## EXERCICES À RÉALISER
(1) Reproduisez fidèlement, dans le texte sur les empires, tout ce qui va de "Revenons aux nations, et" jusqu'à "à essentialiser l'empire...".
(2) Présentez sous forme de liste le paragraphe du texte sur les empires qui commence par « Douguine décrit les empires », en conservant ses informations principales.
(3) Poursuivez le texte sur les empires en reprenant après sa dernière phrase.

## TEXTE
━━━━━━━━
Poutine, le patron de son empire, qui a sauvé le peuple russe, à la manière d'un Moïse, est contre le globalisme ET le nationalisme, c'est le sens de son écrasement de l'Ukraine nazie/nationaliste. Le projet de Trump, qui se propose d'unifier sa zone géographique en prenant Canada et Groenland, ne fait que l'imiter, ou plutôt que partager le même point de vue. Trump est ainsi un "pro poutine", qui rompt, sans doute définitivement avec le monde globalisé auquel appartenait l'Amérique jusque-là.
Reste l'Europe, pauvre dernier soutien de la chimère, Macron se posant en anti-Trump, peut-être le futur chef de ce qui restera historiquement du globalisme finissant: l'Europe woke décadente, dont les élites ont décidé de lutter contre l'identité même de l'ensemble civilisationnel dont elles faisaient partie. Le suicide culturel de l'Europe fait ainsi pitié: lutter contre ses traditions, c'est mourir.
Douguine décrit les empires comme des nations "civilisationnelle", c'est-à-dire comme des extensions de groupes cohérents de valeurs. Il voit donc le monde musulman comme un futur califat organisé autour de l'islam, mais l'Inde comme la civilisation multi-religieuse du karma, commun à toutes ces religions. L'Amérique est le projet eschatologique protestant tandis que l'Europe reste l'alliance de Rome, Athènes et Jérusalem. La Chine plus subtilement organise ses valeurs autour de la fusion impériale entre le ciel et la terre...
On remarquera que l'Europe n'a pas de nation centre, et pour cause, toute l'histoire n'a été faite que des tentatives de chacune de ses nations à prendre la prééminence tour à tour, Pologne comprise... La théorie de Douguine tombe donc sur ce point et cela est radical: comme si l'Europe, de ce fait, était condamnée, suivez mon regard.
Douguine force le trait et exprime une belle rancune contre l'Ukraine instrumentalisée, tout comme le djihadisme, pour lutter contre la Russie: nationalisme et radicalisme religieux, c'est-à-dire la même chose, utilisés comme armes civilisationnelles.
Au final, le barbu russe parle de l'espérance orthodoxe, optimisme eschatologique soit une foi vivante en la victoire finale, quelque soit les épisodes tragiques à supporter: l'essence de la vieille force russe qui passa 300 ans sous les mongols, portée par la force obscure du peuple gardant toujours les fameuses valeurs, à la fois contenu et contenant, ce qui leur fait traverser l'histoire.
Revenons aux nations, et la nation russe en est une. Contrairement à Dougine, je crois qu'elle fut obligée, tout comme toutes les nations impériales à former son fameux empire, qui n'est qu'une organisation physique imposée par l'histoire des nations précisément, la forme empire étant la seule chance de régner au-delà de sa zone géographique d'origine. Que serait la Russie sans une organisation politique lui permettant d'empêcher la venue de l'étranger depuis la plaine infinie qui s'étend partout autour du Kremlin ? De là à essentialiser l'empire...
━━━━━━━━
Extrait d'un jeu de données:
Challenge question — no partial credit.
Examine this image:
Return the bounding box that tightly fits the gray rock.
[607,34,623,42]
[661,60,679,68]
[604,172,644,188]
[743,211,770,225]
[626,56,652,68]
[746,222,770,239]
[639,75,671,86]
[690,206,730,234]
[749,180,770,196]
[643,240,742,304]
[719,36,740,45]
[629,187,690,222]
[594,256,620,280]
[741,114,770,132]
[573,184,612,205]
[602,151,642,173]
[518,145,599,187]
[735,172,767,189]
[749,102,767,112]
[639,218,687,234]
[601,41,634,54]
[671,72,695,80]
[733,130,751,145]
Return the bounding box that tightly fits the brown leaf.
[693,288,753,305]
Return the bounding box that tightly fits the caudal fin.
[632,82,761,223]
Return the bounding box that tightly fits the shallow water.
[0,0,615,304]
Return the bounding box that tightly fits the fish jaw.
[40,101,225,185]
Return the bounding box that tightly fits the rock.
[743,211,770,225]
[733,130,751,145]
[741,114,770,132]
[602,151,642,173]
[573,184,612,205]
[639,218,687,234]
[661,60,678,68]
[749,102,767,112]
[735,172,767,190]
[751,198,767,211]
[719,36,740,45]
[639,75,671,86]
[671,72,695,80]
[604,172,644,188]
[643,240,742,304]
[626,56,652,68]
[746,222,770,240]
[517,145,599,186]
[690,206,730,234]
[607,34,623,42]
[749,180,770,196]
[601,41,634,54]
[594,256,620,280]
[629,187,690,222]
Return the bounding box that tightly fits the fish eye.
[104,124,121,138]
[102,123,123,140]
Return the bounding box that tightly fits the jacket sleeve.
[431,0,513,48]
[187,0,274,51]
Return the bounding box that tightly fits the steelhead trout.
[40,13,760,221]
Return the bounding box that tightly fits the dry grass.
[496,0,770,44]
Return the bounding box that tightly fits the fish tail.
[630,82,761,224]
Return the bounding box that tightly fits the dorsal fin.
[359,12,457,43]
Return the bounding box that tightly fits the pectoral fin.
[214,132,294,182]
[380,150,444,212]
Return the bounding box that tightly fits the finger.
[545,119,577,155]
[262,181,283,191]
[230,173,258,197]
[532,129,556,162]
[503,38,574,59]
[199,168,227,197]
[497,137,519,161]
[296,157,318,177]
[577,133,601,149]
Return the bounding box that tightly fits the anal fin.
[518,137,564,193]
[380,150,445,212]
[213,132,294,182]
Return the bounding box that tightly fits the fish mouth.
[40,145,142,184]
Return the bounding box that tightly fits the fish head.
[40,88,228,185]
━━━━━━━━
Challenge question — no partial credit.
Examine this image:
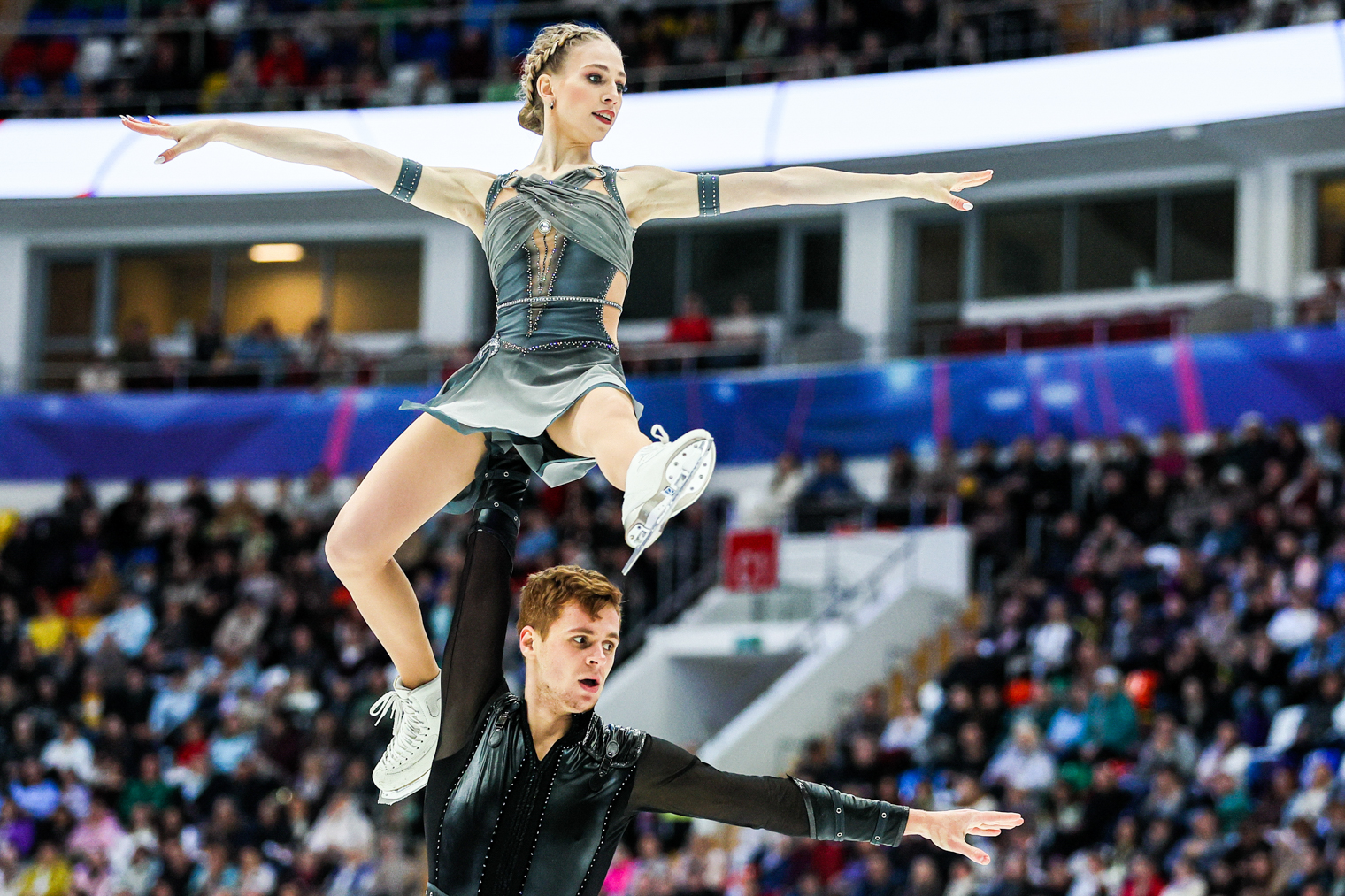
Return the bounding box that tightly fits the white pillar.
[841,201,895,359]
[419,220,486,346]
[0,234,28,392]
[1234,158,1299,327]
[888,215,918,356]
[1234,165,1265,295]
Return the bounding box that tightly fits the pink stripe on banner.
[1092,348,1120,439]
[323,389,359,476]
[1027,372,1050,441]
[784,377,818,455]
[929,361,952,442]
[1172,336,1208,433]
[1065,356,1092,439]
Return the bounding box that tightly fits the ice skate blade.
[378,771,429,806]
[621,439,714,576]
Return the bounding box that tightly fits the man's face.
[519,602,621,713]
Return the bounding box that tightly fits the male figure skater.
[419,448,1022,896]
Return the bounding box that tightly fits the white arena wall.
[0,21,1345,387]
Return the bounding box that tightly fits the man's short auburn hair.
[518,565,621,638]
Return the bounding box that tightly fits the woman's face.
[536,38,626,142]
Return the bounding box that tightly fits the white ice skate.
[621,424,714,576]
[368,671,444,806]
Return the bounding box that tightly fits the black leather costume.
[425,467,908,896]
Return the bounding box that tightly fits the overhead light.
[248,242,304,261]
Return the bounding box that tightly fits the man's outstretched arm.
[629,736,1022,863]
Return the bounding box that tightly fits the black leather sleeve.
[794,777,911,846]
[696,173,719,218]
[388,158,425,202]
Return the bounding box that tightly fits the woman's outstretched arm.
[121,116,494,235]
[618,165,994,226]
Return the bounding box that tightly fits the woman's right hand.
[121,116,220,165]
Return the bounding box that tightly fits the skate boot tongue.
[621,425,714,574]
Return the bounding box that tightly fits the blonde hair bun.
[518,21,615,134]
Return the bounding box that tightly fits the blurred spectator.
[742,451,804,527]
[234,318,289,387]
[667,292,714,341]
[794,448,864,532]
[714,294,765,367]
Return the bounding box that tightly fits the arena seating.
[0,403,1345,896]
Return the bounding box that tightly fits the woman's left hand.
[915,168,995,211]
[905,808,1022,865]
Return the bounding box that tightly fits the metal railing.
━━━━━━━━
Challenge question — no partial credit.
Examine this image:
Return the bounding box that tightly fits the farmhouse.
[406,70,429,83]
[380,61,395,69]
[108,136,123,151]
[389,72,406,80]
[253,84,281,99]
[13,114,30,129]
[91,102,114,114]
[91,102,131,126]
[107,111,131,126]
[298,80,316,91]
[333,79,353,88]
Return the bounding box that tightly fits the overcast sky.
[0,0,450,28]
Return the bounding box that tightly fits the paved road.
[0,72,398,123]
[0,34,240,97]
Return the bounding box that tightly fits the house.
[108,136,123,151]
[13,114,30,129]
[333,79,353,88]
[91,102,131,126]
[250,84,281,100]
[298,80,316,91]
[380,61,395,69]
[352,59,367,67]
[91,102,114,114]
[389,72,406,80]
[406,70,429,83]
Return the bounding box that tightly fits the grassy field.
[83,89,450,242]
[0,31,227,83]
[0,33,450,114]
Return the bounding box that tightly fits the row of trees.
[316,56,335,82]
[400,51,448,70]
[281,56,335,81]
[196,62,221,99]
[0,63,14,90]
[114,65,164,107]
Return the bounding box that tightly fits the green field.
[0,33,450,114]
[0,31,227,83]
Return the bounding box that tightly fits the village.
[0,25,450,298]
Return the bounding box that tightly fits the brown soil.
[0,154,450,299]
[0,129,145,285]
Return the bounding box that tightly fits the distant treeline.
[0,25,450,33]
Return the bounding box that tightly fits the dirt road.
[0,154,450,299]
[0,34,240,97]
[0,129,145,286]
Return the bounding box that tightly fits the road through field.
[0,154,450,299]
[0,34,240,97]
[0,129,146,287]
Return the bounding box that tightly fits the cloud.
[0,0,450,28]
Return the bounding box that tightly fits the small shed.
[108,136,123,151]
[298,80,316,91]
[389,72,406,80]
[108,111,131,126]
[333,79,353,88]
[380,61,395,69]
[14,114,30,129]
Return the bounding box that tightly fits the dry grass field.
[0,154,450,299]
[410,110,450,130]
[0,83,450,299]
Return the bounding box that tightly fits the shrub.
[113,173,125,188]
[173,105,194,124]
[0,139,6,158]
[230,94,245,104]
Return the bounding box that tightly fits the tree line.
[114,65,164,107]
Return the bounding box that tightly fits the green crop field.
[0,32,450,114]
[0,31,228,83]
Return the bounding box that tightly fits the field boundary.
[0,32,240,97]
━━━━━━━━
## RÉPONSES DANS L'ORDRE
(1)
Revenons aux nations, et la nation russe en est une. Contrairement à Dougine, je crois qu'elle fut obligée, tout comme toutes les nations impériales à former son fameux empire, qui n'est qu'une organisation physique imposée par l'histoire des nations précisément, la forme empire étant la seule chance de régner au-delà de sa zone géographique d'origine. Que serait la Russie sans une organisation politique lui permettant d'empêcher la venue de l'étranger depuis la plaine infinie qui s'étend partout autour du Kremlin ? De là à essentialiser l'empire...

(2)
- Douguine voit les empires comme des nations « civilisationnelles », c'est-à-dire des extensions de groupes cohérents de valeurs.
- Monde musulman : un futur califat organisé autour de l'islam.
- Inde : la civilisation multi-religieuse du karma, commun à toutes ses religions.
- Amérique : le projet eschatologique protestant.
- Europe : l'alliance de Rome, Athènes et Jérusalem.
- Chine : des valeurs organisées autour de la fusion impériale entre le ciel et la terre.

(3)
L'Europe pourtant est effectivement candidate à un empire, c'est le rêve réactionnaire d'un de Benoist et des rêveurs de Ego Non (2). Construite sur ce qui reste de Rome et des germains imaginatifs du centre Europe, elle se veut grecque ou indo européenne, ou même carrément barbare, en tout cas crypto fasciste et surtout non chrétienne et non nationale.
Désincarnée et ainsi bien plus proche de l'idée macronienne qu'on veuille bien le dire, je la décrirais comme "Mitterandienne", c'est à dire hypocritement associée à des nations préférées dont on préfère taire le nom.
Je suis radicalement contre cette monstruosité, comme Français et comme crypto chrétien: gallo romain et trinitaire, je hais la trahison germaine d'Alésia et reconnais l'échec de Charlemagne à civiliser les saxons qu'il n'a pas assez massacré, ce dont je m'excuse auprès de la Russie qui n'en a que trop subi les conséquences funestes. Comme par hasard, ces misérables inventèrent aussi le protestantisme, autre monstruosité et qui se déploya pour son malheur, aux Amériques.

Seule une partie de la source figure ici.